__Texto de partida__
Entonces podréis imaginaros mi sorpresa cuando me desperté a la mañana siguiente y me encontré con un sol resplandeciente que inundaba la cama y las copas de los árboles. Abrí la puerta a un mundo dorado, tan brillante que me hizo pestañear. Los pájaros cantaban sus exóticas melodías del bosque. No perdí un momento y volví a Katoomba.
La vista cuando llegué a Echo Point era impresionante —un amplio valle de verde bosque roto a intervalos por inflorescencias y puntas quebradas—, impregnado de un vasto e imponente silencio. El cielo era de un azul intenso y sin nubes. Ya a las nueve de la mañana se veía que íbamos a tener un día muy caluroso. Pasé casi veinte minutos paseando por el borde del precipicio, disfrutando de la vista desde varios ángulos; obtuve una de Katoomba Falls y las paredes verticales de piedra caliza conocidas como Three Sisters y, finalmente, totalmente satisfecho, volví al pueblo a tomar un café.
Entre los años treinta y cuarenta, Katoomba era el refugio habitual de personas refinadas y de buena cuna. Era mucho menos disoluto que Bondi u otros lugares playeros, donde siempre existía el peligro de que los jóvenes Bruce y Noelene se vieran expuestos a ver más carne de la saludable a su edad o llegaran a oír cierto lenguaje: «¡Jesús!» «¡Dios Santo!» o algo por el estilo. Katoomba ofrecía atractivos muy distinguidos: paseos por el bosque, una saludable terapéutica en una piscina jacuzzi, baile con orquesta por las noches. Hoy día Katoomba se aferra, con un ligero aire de desesperación, a su pasada gloria. Su calle mayor tenía una generosa cantidad de casas
art déco
y, curiosamente, un plató de cine antiguo precioso, pero muchas de ellas —los platós incluidos—, estaban cerradas.

__Sección de datos__
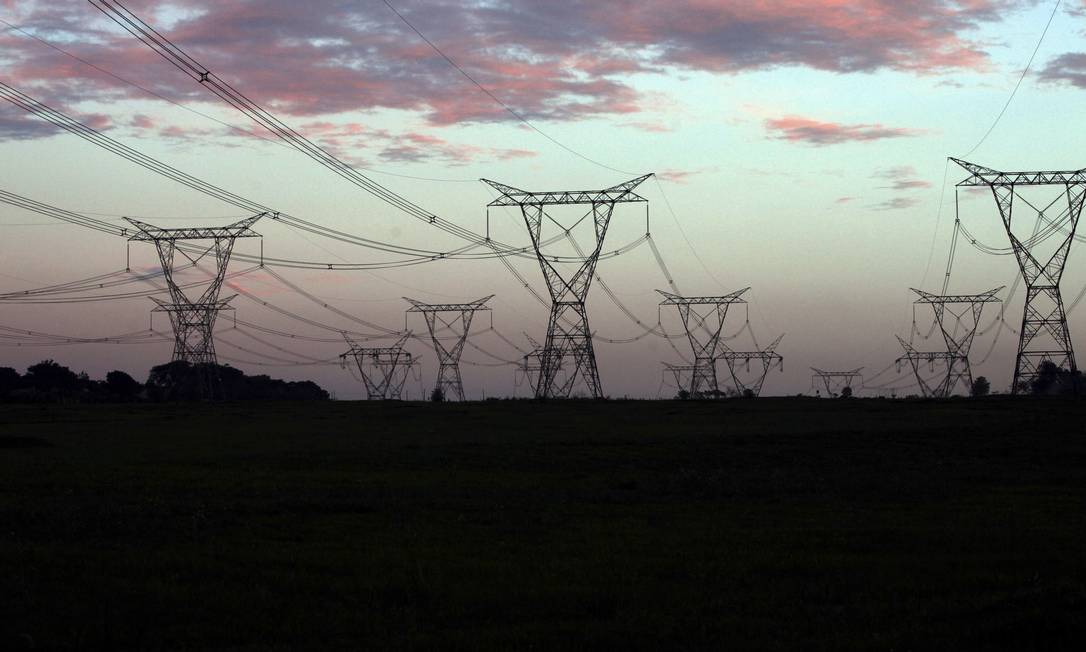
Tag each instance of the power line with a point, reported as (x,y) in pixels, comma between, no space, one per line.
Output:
(512,111)
(1021,78)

__Indicaciones y requisitos__
Vuelve a escribir el texto sobre Katoomba a partir de las palabras "Entre los años" y hasta las palabras "incluidos—, estaban cerradas.", ambas incluidas. Sustituye "orquesta" por "banda".

__Respuesta del ejercicio__
Entre los años treinta y cuarenta, Katoomba era el refugio habitual de personas refinadas y de buena cuna. Era mucho menos disoluto que Bondi u otros lugares playeros, donde siempre existía el peligro de que los jóvenes Bruce y Noelene se vieran expuestos a ver más carne de la saludable a su edad o llegaran a oír cierto lenguaje: «¡Jesús!» «¡Dios Santo!» o algo por el estilo. Katoomba ofrecía atractivos muy distinguidos: paseos por el bosque, una saludable terapéutica en una piscina jacuzzi, baile con banda por las noches. Hoy día Katoomba se aferra, con un ligero aire de desesperación, a su pasada gloria. Su calle mayor tenía una generosa cantidad de casas
art déco
y, curiosamente, un plató de cine antiguo precioso, pero muchas de ellas —los platós incluidos—, estaban cerradas.